__Records drawn from a dataset__:

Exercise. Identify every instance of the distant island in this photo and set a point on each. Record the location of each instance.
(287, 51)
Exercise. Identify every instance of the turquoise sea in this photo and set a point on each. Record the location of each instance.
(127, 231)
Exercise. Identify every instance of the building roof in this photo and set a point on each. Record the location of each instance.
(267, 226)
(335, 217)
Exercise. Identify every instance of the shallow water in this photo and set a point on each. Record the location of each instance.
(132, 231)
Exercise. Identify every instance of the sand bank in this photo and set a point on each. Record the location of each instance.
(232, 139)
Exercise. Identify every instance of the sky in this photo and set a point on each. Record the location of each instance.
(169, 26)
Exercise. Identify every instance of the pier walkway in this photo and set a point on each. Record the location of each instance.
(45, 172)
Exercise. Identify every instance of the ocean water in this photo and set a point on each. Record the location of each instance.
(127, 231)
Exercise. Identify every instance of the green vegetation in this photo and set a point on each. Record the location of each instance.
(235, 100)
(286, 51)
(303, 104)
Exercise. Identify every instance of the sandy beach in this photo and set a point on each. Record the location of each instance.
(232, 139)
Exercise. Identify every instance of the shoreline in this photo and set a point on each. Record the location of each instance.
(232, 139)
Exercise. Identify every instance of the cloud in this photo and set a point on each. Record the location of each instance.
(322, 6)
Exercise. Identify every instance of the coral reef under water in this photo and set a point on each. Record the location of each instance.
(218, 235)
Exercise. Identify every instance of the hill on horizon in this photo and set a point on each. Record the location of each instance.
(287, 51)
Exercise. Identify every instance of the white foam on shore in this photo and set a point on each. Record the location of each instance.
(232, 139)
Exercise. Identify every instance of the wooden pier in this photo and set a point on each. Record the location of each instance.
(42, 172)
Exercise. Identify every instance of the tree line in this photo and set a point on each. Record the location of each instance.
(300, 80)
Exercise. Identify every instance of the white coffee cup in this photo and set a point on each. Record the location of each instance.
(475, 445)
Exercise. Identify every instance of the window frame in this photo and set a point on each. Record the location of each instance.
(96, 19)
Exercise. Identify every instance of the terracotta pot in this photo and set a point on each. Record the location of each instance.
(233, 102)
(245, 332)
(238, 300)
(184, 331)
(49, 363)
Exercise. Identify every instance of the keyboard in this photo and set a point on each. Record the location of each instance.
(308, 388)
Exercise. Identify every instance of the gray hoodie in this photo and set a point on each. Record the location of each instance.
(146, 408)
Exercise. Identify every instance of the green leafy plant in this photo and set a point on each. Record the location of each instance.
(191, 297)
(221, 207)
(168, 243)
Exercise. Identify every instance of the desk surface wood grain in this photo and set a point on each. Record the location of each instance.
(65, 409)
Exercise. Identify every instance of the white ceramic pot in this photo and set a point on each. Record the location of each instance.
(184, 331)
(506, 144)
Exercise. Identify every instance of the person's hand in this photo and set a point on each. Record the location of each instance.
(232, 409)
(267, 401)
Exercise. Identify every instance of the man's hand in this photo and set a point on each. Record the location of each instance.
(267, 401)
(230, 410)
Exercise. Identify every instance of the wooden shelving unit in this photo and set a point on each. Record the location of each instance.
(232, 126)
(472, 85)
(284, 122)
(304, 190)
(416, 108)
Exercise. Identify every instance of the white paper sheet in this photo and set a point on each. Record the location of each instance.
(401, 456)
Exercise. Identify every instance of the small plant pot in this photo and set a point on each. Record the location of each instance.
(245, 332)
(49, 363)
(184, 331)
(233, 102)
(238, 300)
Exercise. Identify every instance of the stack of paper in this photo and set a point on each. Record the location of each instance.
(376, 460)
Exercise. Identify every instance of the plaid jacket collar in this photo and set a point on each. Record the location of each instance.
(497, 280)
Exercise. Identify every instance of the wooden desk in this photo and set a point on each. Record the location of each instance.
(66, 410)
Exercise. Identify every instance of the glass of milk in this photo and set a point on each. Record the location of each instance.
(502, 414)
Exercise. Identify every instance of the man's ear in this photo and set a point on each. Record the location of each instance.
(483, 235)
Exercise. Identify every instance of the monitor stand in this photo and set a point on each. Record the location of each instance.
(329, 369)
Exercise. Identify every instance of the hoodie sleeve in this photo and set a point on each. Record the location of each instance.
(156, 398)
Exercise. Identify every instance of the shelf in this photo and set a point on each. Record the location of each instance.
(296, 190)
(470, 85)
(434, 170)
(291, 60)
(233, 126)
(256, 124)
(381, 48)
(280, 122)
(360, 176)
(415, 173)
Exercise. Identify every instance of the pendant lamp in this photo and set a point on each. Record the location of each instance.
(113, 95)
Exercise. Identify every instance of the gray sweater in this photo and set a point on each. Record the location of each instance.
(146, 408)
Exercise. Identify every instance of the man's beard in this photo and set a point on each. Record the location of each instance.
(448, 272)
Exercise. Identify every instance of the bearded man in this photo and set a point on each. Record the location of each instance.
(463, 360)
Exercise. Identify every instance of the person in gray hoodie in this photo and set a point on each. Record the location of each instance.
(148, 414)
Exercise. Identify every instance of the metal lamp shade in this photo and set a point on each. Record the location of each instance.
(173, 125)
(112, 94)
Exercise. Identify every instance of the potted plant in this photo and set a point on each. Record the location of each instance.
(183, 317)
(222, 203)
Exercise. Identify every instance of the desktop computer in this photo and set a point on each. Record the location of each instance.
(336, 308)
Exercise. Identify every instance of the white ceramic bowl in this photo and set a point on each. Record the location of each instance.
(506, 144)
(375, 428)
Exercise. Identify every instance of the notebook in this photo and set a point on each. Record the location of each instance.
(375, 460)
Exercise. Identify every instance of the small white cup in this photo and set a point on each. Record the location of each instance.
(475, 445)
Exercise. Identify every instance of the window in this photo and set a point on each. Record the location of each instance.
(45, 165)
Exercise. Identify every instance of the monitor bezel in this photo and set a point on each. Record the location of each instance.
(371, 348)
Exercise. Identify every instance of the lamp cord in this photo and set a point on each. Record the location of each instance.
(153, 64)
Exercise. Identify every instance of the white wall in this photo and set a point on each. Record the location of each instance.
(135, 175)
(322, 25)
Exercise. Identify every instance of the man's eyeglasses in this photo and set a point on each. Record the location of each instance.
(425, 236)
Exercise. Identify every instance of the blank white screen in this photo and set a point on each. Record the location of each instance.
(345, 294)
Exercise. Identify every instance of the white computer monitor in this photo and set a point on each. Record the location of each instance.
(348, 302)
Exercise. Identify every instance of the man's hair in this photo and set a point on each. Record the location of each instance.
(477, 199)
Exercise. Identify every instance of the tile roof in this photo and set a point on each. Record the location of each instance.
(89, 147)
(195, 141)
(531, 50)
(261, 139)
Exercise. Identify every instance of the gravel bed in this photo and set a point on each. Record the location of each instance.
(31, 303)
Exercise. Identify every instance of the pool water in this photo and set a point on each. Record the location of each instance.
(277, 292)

__Action item__: Each entry above should be output again, precisely as given.

__Problem solution__:
Exercise. Identify every instance of the distant island in this photo and set a point on each. Record the location of each instance.
(287, 51)
Exercise. Identify every instance of the turquoise sea in this photo and set a point on each. Record the location of each instance.
(127, 231)
Exercise. Identify every instance of the building roof in this photo and set a point on each. Record the location of each instance.
(267, 226)
(335, 217)
Exercise. Identify every instance of the shallow water in this photo and set a point on each. Record the location of each instance.
(132, 231)
Exercise. Identify every instance of the sand bank in this photo and set a point on each. Record the location of each instance.
(232, 139)
Exercise. Identify every instance of the sky in this photo and set a point on each. Record the location of each instance.
(169, 26)
Exercise. Identify every instance of the pier walkway in this photo and set a point on each. Record the location of each instance.
(45, 172)
Exercise. Identify every instance of the ocean water in this photo and set a point on each. Record the location of each instance.
(127, 231)
Exercise. Identify every instance of the green vegetation in this photo and set a point on each. Record the location of each instance.
(235, 100)
(286, 51)
(303, 104)
Exercise. Identify every instance of the sandy beach in this photo and set a point on each. Record the location of each instance.
(232, 139)
Exercise. Identify every instance of the shoreline in this photo and set a point on each. Record the location of each instance.
(232, 139)
Exercise. Identify every instance of the cloud in this photo and set a point on each. Record the location of each instance.
(322, 6)
Exercise. Identify every instance of the coral reef under water in this photo and set a point on each. Record the location of each instance.
(218, 235)
Exercise. Identify every instance of the hill on horizon in this photo and set a point on each. Record the location of each instance.
(287, 51)
Exercise. Identify every instance of the white foam on shore in this photo and set a point on each. Record the location of each instance.
(232, 139)
Exercise. Identify every instance of the wooden pier in this photo and set a point on each. Record the location of each instance.
(42, 172)
Exercise. Identify every instance of the tree line in this photo and set a point on each. Record the location of each instance.
(300, 80)
Exercise. Identify every instance of the white coffee cup in this photo and set a point on each. Record the location of each instance.
(475, 445)
Exercise. Identify every instance of the window frame in this photo and set a point on each. Record the location of each instance.
(96, 19)
Exercise. Identify every instance of the terracotta pot in this photo and set a point on each. Record the location of each instance.
(233, 102)
(245, 332)
(238, 300)
(184, 331)
(49, 363)
Exercise. Identify every instance of the keyboard in this photo and set a point on each. Record the location of each instance.
(308, 388)
Exercise. Identify every instance of the gray hoodie in this photo and set a point on each. Record the location of each instance.
(146, 408)
Exercise. Identify every instance of the green leafy plant in this photo and set a point on each. Record the location of each instance.
(191, 297)
(221, 207)
(168, 243)
Exercise. Identify every instance of the desk surface wood grain in this photo and set a point on each. Record the location of each instance.
(65, 409)
Exercise. Identify every instance of the white ceramic pot in this photo and set a point on each. Record the location of each instance.
(184, 331)
(506, 144)
Exercise. Identify every instance of the person's hand in this photo and set a point on each. Record the location of each instance.
(232, 409)
(267, 401)
Exercise. Identify every instance of the man's hand in this photo and set a point on each. Record the location of each instance.
(267, 401)
(230, 410)
Exercise. Identify every instance of the wooden shelving unit in this photo and set a point on each. Record the location of each instance.
(232, 126)
(472, 85)
(284, 122)
(304, 190)
(416, 108)
Exercise. Identify every instance of the white paper sheet in this photo and set a point on each. Record the location of each instance.
(401, 456)
Exercise. Identify every instance of the small plant pot in this photo and set a point on each. Record the location of each instance.
(245, 332)
(49, 363)
(184, 331)
(233, 102)
(238, 300)
Exercise. Identify every instance of the stack of paper in this photo and set a point on each. Record the location of each instance.
(376, 460)
Exercise. Identify every instance of the plaid jacket collar in this photo and set a point on each. Record the location of each instance.
(497, 280)
Exercise. Identify every instance of the wooden desk in this photo and set a point on each. Record the location of each instance.
(66, 410)
Exercise. Identify every instance of the glass of milk in this photo and set a point on each. Record the location of each instance.
(502, 414)
Exercise. Identify every instance of the man's ear in this photo and set a point on each. Record the location of each instance.
(483, 235)
Exercise. Identify every instance of the monitor stand in this photo and set a point on each. Record the location of each instance.
(329, 369)
Exercise. Identify every instance of the hoodie sleeve in this photo and set a point on each. Record the location of each instance.
(156, 398)
Exercise. Identify every instance of the shelf in this photo and set a point on each. Record the location of each instance.
(296, 190)
(470, 85)
(434, 170)
(291, 60)
(233, 126)
(256, 124)
(381, 48)
(280, 122)
(360, 176)
(415, 173)
Exercise. Identify every instance of the pendant lamp in this photo and set a point on each. Record the location of each instance.
(113, 95)
Exercise. Identify every instance of the gray sweater in this photo and set a point on each. Record the location of each instance.
(146, 408)
Exercise. Identify every instance of the man's beard in this photo and set a point on each. Record the location of each instance.
(448, 272)
Exercise. Identify every instance of the bearded man in this photo and set a point on each. Record the location of each instance.
(463, 360)
Exercise. Identify every instance of the person in gray hoodie in this photo and set a point on each. Record the location of each instance.
(148, 414)
Exercise. Identify every instance of the metal lamp shade in this photo and set a point on each. Record the location of each instance.
(173, 125)
(112, 94)
Exercise. Identify every instance of the potted plant in this photo and set a point on each. Record the location of each instance.
(183, 317)
(222, 203)
Exercise. Identify every instance of the desktop computer in this photo and set a point on each. Record the location of each instance.
(336, 308)
Exercise. Identify every instance of the white ceramic bowl in this photo and set a point on each. Record the location of each instance.
(506, 144)
(375, 428)
Exercise. Identify every instance of the notebook in this photo and set a point on each. Record the location of each instance.
(375, 460)
Exercise. Identify every instance of the small white cup in this photo and set a point on each. Record the location of each instance.
(475, 445)
Exercise. Identify every instance of the window in this photo and set a point on each. Record the location of each instance.
(45, 165)
Exercise. Identify every instance of the monitor bezel in this photo and set a point on each. Record the location of each instance.
(371, 348)
Exercise. Identify every instance of the lamp cord in this photo and set a point on each. Record the location of each instance.
(153, 64)
Exercise. Identify every instance of the white wall in this photo and set a point on each. Record the location of each instance.
(135, 175)
(322, 25)
Exercise. Identify every instance of the man's eyeglasses in this photo and set a point on each. Record the location of each instance.
(425, 236)
Exercise. Identify every instance of the blank white screen in this photo and set a point on each. Record the location of each instance.
(345, 294)
Exercise. Identify every instance of the white computer monitor in this photo and set a point on each. Record the location of each instance.
(348, 302)
Exercise. Identify every instance of the man's hair in this photo and set a point on each. Record the location of each instance.
(477, 199)
Exercise. Identify every instance of the tile roof in this photo and set a point on each. Record the location of each instance.
(89, 147)
(195, 141)
(531, 50)
(261, 139)
Exercise. Identify every instance of the gravel bed in this photo and set a point on each. Record the location of each instance.
(31, 303)
Exercise. Identify every instance of the pool water in this photo and set a point on each. Record the location of each instance.
(277, 292)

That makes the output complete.